## WHAT TO WORK ON
Using the records below, filter out every line that lacks "person" and copy the rest.

[Natural language region descriptions]
"""

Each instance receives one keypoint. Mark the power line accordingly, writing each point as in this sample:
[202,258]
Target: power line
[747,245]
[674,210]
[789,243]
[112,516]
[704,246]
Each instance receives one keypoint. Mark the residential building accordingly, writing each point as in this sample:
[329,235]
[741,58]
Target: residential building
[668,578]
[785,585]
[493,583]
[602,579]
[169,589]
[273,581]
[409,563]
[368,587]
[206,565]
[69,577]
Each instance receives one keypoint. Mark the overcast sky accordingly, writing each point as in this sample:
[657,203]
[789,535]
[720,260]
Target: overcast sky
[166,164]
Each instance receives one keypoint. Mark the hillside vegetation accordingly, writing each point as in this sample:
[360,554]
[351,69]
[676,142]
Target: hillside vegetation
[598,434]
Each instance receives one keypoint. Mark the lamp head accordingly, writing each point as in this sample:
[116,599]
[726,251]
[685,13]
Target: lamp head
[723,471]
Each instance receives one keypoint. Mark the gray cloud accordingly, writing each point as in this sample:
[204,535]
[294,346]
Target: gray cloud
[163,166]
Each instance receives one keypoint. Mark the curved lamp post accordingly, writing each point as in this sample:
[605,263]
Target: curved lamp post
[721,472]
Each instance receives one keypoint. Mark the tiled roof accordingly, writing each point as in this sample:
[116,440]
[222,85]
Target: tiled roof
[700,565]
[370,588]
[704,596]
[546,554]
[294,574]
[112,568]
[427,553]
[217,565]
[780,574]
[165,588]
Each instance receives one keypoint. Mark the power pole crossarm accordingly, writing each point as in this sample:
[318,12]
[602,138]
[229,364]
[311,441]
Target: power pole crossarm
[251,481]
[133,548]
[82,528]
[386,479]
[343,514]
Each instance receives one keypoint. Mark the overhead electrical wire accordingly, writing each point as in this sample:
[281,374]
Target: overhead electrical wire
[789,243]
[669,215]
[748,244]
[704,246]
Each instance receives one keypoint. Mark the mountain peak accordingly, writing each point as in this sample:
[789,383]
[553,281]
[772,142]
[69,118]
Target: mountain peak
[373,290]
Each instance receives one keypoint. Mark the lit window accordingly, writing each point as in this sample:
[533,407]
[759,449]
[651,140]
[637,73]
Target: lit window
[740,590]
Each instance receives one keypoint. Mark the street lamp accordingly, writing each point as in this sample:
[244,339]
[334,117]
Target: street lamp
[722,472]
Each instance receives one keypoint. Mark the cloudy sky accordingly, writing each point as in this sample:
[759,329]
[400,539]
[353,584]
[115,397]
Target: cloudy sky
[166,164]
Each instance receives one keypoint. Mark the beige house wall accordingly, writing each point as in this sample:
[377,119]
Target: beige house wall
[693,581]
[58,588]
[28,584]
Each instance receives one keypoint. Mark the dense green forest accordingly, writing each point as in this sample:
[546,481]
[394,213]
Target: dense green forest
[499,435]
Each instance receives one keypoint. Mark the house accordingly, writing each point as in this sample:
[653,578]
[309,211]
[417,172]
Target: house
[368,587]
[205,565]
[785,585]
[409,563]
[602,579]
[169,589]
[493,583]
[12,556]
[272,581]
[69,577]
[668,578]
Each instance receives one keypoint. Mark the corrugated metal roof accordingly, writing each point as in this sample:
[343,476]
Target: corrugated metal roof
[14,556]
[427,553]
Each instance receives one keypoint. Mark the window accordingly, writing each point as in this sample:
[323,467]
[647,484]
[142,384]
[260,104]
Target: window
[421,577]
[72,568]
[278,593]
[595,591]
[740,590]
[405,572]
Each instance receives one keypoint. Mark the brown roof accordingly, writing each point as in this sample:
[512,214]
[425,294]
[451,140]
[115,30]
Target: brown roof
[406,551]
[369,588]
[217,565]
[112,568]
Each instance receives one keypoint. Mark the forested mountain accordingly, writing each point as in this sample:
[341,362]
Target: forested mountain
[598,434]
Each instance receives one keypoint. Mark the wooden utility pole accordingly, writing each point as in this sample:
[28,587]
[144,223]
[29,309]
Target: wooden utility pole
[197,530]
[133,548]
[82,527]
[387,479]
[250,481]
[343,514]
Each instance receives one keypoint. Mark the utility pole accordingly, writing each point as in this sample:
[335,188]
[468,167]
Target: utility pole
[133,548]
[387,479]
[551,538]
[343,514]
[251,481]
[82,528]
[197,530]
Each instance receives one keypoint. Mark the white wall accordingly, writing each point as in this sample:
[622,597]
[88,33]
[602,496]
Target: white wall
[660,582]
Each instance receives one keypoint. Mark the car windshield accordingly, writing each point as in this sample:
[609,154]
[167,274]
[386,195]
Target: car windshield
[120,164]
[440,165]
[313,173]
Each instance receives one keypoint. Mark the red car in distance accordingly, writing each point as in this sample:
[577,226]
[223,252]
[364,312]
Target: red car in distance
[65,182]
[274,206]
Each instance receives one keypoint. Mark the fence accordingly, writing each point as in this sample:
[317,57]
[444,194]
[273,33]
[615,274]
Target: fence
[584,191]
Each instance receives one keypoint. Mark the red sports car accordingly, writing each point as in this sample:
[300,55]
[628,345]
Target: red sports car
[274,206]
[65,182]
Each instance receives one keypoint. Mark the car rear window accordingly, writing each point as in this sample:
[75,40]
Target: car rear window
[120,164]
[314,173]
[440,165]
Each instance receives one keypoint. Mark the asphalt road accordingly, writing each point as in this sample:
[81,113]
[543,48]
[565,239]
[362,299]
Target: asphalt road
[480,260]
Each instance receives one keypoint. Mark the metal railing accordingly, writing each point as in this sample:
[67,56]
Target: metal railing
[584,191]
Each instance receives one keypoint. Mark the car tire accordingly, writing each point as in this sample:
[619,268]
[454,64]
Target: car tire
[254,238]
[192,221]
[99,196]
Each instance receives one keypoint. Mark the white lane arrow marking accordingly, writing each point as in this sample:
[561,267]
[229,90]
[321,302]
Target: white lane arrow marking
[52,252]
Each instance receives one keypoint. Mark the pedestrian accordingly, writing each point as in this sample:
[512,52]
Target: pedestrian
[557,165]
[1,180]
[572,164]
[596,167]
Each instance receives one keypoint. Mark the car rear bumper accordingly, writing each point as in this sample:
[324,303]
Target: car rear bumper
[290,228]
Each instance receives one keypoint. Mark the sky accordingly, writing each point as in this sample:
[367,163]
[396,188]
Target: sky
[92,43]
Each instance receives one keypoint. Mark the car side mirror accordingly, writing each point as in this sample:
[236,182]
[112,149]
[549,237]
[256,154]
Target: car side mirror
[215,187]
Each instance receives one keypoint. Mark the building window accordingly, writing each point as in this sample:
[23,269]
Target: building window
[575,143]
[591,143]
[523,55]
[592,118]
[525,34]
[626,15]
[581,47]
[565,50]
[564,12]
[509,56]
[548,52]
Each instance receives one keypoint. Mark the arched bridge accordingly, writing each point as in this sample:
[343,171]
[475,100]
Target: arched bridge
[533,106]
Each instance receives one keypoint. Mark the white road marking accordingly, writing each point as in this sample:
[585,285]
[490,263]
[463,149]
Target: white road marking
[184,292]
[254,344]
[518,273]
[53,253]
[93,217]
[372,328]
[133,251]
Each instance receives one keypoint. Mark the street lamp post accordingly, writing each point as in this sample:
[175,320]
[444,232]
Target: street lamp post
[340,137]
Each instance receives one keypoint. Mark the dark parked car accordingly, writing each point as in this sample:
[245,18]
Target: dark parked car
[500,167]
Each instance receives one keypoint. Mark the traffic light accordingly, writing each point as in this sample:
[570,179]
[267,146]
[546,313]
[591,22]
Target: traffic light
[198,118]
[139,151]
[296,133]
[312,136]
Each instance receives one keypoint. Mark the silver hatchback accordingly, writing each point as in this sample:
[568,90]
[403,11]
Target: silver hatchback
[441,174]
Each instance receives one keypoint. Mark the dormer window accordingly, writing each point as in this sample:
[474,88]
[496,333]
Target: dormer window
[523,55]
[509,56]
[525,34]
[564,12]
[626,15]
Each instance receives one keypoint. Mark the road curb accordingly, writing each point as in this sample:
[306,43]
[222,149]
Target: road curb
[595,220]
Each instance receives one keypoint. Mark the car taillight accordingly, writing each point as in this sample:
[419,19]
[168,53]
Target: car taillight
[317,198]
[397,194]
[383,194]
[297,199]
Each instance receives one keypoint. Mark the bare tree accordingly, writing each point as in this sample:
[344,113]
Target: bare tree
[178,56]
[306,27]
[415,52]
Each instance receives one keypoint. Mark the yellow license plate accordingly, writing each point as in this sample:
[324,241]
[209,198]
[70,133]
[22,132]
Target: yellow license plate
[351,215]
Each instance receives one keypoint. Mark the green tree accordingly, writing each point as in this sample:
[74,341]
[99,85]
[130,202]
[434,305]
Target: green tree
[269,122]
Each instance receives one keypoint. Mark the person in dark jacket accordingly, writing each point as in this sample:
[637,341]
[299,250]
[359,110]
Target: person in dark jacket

"""

## ANSWER SECTION
Each instance receives one keypoint. Mark the person in dark jacket accordingly, writing each point as in this sample:
Target: person in dark jacket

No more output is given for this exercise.